§ **Prompt**
Reproduce every one of the rows below character for character.

***** Provided records *****

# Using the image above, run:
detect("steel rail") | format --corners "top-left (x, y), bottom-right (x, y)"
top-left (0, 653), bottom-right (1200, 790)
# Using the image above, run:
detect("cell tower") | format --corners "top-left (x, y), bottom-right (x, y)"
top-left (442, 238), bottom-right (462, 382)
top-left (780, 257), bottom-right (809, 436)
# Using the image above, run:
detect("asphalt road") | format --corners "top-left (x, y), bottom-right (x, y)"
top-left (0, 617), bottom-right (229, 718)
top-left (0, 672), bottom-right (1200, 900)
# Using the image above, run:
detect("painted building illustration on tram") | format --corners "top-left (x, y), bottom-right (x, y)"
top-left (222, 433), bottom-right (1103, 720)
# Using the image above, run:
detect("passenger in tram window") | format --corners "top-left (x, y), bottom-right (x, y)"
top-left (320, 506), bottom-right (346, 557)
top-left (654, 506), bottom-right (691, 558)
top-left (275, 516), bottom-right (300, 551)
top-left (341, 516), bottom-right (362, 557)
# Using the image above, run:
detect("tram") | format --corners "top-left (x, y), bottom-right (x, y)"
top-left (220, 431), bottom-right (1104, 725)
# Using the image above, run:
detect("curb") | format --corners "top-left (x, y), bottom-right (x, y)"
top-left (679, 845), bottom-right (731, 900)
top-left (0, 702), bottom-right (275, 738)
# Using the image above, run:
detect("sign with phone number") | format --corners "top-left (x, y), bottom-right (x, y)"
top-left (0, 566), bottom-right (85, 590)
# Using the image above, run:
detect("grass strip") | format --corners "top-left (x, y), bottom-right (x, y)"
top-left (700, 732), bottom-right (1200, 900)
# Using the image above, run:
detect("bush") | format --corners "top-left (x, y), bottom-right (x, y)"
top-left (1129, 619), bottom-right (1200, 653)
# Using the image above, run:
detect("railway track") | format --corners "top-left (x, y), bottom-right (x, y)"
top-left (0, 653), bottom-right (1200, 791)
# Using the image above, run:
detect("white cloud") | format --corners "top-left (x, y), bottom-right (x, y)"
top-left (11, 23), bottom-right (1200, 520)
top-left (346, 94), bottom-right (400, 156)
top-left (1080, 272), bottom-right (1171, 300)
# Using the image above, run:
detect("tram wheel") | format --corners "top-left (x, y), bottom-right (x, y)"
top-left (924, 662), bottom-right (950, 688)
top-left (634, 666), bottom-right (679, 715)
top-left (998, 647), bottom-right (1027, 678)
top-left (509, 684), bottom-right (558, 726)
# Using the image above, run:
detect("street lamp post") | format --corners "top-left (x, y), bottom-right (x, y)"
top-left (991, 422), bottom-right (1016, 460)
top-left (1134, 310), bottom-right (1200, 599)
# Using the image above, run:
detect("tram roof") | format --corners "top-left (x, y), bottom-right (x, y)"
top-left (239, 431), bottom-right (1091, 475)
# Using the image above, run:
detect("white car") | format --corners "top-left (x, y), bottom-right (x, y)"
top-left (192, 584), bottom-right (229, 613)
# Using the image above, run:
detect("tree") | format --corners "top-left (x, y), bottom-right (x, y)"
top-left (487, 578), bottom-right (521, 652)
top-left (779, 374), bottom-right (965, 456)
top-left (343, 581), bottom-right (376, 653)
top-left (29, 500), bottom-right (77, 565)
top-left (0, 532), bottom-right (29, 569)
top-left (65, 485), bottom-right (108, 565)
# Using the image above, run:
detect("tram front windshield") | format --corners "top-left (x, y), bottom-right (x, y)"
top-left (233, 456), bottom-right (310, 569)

*****

§ **Task output**
# Using the image above, run:
detect("steel rail") | format --corners "top-left (x, y), bottom-right (x, y)"
top-left (0, 653), bottom-right (1200, 790)
# Using the image above, run:
detect("cell tower") | format --corners "top-left (x, y), bottom-right (x, y)"
top-left (442, 238), bottom-right (462, 382)
top-left (780, 257), bottom-right (809, 436)
# Using the image above, run:
detect("asphalt road") | format --corners "top-left (x, y), bottom-right (x, y)"
top-left (0, 617), bottom-right (229, 718)
top-left (0, 672), bottom-right (1200, 900)
# Using the image above, run:
detect("painted building illustration on tram") | format --corners "top-left (x, y), bottom-right (x, y)"
top-left (222, 433), bottom-right (1103, 720)
# Using the image above, run:
detect("passenger in tram window") | format --corners "top-left (x, y), bottom-right (x, y)"
top-left (320, 506), bottom-right (346, 557)
top-left (654, 506), bottom-right (691, 558)
top-left (275, 516), bottom-right (300, 551)
top-left (341, 516), bottom-right (362, 557)
# Using the image above, run:
detect("tram") | format --corners "top-left (x, y), bottom-right (x, y)"
top-left (220, 431), bottom-right (1104, 725)
# Using the image above, run:
detect("curb") | format --corners "top-left (x, y), bottom-right (x, y)"
top-left (679, 845), bottom-right (731, 900)
top-left (0, 702), bottom-right (275, 738)
# Using the image above, run:
detect("sign with phone number") | format --corners "top-left (x, y), bottom-right (x, y)"
top-left (0, 566), bottom-right (85, 590)
# Using the image above, run:
detect("grass strip") | format --corners "top-left (x, y), bottom-right (x, y)"
top-left (700, 732), bottom-right (1200, 900)
# Using the image above, run:
detect("bush") | format --corners "top-left (x, y), bottom-right (x, y)"
top-left (1129, 619), bottom-right (1200, 653)
# Using the image above, run:
detect("railway track") | format --corners "top-left (x, y), bottom-right (x, y)"
top-left (0, 653), bottom-right (1200, 791)
# Using the image above, run:
detect("white cloud") | format --corners "top-left (x, y), bottom-right (x, y)"
top-left (11, 23), bottom-right (1200, 520)
top-left (346, 94), bottom-right (400, 156)
top-left (1080, 272), bottom-right (1171, 300)
# Using the image above, run:
detect("tram wheel") | format --corners "top-left (x, y), bottom-right (x, y)"
top-left (924, 662), bottom-right (950, 688)
top-left (634, 666), bottom-right (679, 715)
top-left (998, 647), bottom-right (1027, 678)
top-left (509, 684), bottom-right (558, 726)
# Using the image above, run:
detect("street lamp post") | format --corners "top-left (x, y), bottom-right (x, y)"
top-left (991, 422), bottom-right (1016, 460)
top-left (1134, 310), bottom-right (1200, 599)
# Using the image above, run:
detect("tram roof") | format --corners "top-left (x, y), bottom-right (x, y)"
top-left (239, 431), bottom-right (1091, 475)
# Using the image above, run:
detect("white car") | format --corners "top-left (x, y), bottom-right (x, y)"
top-left (192, 584), bottom-right (229, 613)
# Using the image above, run:
detect("tree") | format --corners "top-left (x, y), bottom-right (x, y)"
top-left (487, 578), bottom-right (521, 652)
top-left (779, 374), bottom-right (965, 456)
top-left (343, 581), bottom-right (376, 653)
top-left (29, 500), bottom-right (77, 565)
top-left (0, 532), bottom-right (29, 569)
top-left (65, 485), bottom-right (108, 565)
# Using the image above, run:
detect("tram front windshield") | format --corners "top-left (x, y), bottom-right (x, y)"
top-left (233, 456), bottom-right (310, 569)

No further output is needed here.